### Task inputs

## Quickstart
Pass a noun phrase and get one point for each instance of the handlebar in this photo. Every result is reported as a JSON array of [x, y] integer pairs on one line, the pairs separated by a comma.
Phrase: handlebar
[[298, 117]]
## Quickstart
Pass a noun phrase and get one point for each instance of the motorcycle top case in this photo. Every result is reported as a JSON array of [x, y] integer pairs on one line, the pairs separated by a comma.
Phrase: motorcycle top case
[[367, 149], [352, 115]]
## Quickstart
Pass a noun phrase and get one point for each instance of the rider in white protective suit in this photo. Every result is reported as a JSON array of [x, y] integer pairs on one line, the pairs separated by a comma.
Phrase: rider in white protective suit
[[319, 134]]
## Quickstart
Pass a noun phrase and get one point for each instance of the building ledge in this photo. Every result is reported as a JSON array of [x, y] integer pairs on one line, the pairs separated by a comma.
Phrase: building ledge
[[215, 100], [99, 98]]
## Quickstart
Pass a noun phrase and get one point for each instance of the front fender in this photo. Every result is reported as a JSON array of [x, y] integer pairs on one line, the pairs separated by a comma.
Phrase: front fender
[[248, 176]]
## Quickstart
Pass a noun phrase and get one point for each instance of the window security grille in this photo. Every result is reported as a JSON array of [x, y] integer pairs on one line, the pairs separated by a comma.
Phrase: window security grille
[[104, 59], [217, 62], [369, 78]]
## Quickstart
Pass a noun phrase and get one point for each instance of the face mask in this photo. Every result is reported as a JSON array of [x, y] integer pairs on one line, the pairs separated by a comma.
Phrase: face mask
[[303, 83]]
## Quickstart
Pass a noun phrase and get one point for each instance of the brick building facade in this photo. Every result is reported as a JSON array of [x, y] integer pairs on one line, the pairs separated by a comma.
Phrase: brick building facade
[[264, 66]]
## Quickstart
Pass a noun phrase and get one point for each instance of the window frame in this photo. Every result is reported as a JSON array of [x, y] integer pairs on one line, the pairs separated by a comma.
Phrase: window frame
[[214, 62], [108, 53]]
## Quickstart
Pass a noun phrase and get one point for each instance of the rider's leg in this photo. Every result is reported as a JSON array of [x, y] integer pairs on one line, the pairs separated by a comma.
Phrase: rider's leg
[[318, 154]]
--
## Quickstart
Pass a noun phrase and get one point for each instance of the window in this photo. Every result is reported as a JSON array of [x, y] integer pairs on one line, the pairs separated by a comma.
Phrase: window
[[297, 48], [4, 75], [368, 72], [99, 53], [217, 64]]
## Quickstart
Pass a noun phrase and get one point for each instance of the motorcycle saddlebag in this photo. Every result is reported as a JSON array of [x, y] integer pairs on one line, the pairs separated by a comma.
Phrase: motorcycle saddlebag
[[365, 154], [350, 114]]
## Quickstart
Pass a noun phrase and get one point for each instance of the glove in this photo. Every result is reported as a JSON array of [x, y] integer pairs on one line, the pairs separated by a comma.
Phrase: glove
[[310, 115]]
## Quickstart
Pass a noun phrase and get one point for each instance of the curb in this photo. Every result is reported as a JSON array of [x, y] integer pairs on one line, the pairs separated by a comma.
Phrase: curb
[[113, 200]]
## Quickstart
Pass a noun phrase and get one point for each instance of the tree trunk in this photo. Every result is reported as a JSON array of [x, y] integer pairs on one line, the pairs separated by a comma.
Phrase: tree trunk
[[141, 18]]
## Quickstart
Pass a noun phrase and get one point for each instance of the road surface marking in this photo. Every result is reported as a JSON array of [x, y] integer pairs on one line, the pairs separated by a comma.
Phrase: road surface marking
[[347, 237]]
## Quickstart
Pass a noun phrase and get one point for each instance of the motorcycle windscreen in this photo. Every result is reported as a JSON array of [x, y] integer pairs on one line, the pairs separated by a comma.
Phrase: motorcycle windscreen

### What to do
Copy exactly the stretch of data above from the line with "Phrase: handlebar" through the line with "the motorcycle top", and omit all other lines.

### Problem solution
Phrase: handlebar
[[298, 117]]
## Quickstart
Pass a noun phrase and get one point for each instance of the motorcycle top case in this photo. Every result is reported as a JSON array of [x, y] integer pairs on one line, the pairs separated by a comma.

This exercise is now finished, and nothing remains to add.